In the text on phosphorus-related miRNA targets, translate this sentence into Spanish: "Glyma.06G290000 and Glyma.12G117000 were both annotated as ethylene-responsive transcription factor 9-like mRNAs and were targets of the lncRNAs TCONS_00030280 and TCONS_00068008, respectively."

» **TEXT PASSAGE**:
################

Because our research mainly focused on LP stress, various targets, including lncRNAs and mRNAs of P-related miRNAs, such as miR399, miR827, miR395, miR319, miR156, miR159, miR166, miR169, miR398 and miR447 [27, 37, 38], were selected. The lncRNA TCONS_00090111 was identified as a target of five miRNAs, namely, gma-miR156aa, gma-miR156z, gma-miR159b-3p, gma-miR159c, and gma-miR159f-3p. Similarly, TCONS_00015352 was predicted as a target of miR447-y (Table 1). The P-related miRNA targets were then predicted, and we found that nine mRNAs were also targets of lncRNAs (Table S6). As shown in Fig. 7, Glyma.19G121000, Glyma.02G109500 and TCONS_00068024 (a novel identified mRNA) were targets of lncRNAs and several miRNAs. Glyma.06G290000 and Glyma.12G117000 were both annotated as ethylene-responsive transcription factor 9-like mRNAs and were targets of the lncRNAs TCONS_00030280 and TCONS_00068008, respectively. Both genes were also targets of gma-miR169l-3p, which is a P-related miRNA [39]. Another example is Glyma.19G193900, which was predicted to be purple acid phosphatase 22-like, is the target of TCONS_00105416 and miR398-x, which belong to miR398 and have a demonstrated role in coping with P starvation stress [37].

################

(Recorded data)
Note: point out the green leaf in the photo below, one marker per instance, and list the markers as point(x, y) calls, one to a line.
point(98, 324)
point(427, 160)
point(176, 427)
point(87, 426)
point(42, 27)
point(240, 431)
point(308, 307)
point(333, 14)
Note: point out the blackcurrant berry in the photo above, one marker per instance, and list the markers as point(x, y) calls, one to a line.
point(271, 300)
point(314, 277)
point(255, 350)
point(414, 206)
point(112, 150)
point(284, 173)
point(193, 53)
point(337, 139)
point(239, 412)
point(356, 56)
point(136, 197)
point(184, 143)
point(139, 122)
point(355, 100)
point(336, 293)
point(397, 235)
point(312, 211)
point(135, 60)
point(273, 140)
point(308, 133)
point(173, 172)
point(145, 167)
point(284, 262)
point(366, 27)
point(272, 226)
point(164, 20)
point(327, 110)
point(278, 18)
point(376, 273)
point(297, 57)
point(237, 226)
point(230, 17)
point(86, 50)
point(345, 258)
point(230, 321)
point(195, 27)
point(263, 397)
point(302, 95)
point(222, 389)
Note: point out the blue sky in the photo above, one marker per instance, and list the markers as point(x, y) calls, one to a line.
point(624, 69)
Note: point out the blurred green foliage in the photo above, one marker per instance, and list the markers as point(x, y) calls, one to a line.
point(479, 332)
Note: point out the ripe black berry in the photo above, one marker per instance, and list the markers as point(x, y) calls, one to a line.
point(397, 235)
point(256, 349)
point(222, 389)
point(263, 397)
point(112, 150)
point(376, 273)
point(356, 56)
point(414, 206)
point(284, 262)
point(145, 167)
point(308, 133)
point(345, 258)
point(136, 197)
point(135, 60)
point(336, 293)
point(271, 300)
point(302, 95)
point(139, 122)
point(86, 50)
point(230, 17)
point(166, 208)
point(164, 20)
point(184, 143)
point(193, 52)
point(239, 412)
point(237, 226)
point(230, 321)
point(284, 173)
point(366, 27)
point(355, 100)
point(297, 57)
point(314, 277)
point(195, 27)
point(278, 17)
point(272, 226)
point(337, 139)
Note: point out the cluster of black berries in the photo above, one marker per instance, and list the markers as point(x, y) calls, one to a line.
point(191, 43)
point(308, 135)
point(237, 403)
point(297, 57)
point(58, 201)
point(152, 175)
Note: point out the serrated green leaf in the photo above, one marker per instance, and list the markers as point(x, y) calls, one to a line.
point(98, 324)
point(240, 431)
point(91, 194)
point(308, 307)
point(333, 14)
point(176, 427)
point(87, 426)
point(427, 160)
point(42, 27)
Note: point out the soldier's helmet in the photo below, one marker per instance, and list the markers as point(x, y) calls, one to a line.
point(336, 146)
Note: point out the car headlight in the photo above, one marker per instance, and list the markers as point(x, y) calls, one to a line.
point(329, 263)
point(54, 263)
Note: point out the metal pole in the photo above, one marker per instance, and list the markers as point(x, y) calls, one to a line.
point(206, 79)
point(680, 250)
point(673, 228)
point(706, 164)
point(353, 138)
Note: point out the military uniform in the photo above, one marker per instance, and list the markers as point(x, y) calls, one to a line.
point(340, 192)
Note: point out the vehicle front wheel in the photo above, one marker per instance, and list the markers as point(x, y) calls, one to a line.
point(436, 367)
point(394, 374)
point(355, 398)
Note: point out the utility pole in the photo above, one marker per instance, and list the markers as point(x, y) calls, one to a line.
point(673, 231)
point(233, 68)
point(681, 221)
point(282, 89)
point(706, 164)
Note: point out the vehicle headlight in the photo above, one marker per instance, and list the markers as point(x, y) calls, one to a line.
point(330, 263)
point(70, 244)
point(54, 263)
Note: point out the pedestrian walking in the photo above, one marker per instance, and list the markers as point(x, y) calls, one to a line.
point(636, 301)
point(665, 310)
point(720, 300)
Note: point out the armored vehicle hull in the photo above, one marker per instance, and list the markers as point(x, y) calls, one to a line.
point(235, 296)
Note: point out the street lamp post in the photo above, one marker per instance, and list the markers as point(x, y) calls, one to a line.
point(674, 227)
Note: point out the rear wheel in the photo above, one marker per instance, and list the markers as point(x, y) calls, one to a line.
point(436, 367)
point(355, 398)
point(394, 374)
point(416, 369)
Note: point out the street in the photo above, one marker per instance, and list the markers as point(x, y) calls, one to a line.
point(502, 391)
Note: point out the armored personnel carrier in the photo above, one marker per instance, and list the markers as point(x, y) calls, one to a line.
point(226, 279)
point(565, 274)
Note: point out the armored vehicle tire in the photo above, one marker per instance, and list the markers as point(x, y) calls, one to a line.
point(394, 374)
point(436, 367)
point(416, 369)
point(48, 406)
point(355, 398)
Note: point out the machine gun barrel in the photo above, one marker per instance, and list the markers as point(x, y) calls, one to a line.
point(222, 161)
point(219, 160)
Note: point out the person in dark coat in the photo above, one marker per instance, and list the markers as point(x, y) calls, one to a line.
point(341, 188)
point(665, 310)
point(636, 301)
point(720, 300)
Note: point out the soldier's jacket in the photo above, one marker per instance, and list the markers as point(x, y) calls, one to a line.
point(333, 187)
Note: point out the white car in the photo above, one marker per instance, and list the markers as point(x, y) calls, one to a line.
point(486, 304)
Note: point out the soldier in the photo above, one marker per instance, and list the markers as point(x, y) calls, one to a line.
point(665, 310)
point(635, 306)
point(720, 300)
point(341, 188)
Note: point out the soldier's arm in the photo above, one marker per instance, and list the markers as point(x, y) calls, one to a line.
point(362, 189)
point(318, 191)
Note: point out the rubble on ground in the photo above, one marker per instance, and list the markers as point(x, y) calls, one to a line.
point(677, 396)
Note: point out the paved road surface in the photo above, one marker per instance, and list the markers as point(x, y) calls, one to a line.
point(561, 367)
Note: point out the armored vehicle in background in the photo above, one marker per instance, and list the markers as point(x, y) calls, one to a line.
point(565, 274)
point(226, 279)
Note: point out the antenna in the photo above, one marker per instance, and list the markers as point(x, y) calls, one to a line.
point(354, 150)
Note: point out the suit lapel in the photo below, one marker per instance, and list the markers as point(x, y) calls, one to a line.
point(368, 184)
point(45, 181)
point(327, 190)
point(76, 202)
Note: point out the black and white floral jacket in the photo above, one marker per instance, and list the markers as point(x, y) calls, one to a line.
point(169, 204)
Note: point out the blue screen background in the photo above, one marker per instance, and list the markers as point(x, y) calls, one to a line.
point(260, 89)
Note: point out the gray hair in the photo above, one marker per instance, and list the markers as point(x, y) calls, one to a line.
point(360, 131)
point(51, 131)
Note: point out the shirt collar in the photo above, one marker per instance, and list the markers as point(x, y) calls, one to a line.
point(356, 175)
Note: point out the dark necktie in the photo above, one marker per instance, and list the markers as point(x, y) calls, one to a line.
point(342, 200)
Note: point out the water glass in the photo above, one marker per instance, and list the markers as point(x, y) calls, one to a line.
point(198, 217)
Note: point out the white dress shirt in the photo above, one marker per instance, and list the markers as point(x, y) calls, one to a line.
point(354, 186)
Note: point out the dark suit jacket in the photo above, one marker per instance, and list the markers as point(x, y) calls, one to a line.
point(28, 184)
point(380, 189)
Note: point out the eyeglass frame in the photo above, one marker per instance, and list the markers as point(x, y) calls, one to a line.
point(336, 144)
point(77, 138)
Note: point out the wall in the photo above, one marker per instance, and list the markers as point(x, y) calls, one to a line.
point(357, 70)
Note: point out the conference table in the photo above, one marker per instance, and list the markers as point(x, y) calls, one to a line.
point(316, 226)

################

» **SOLUTION BELOW**: Glyma.06G290000 y Glyma.12G117000 se anotaron ambos como ARNm similares al factor de transcripción 9 de respuesta al etileno y fueron dianas de los lncRNA TCONS_00030280 y TCONS_00068008, respectivamente.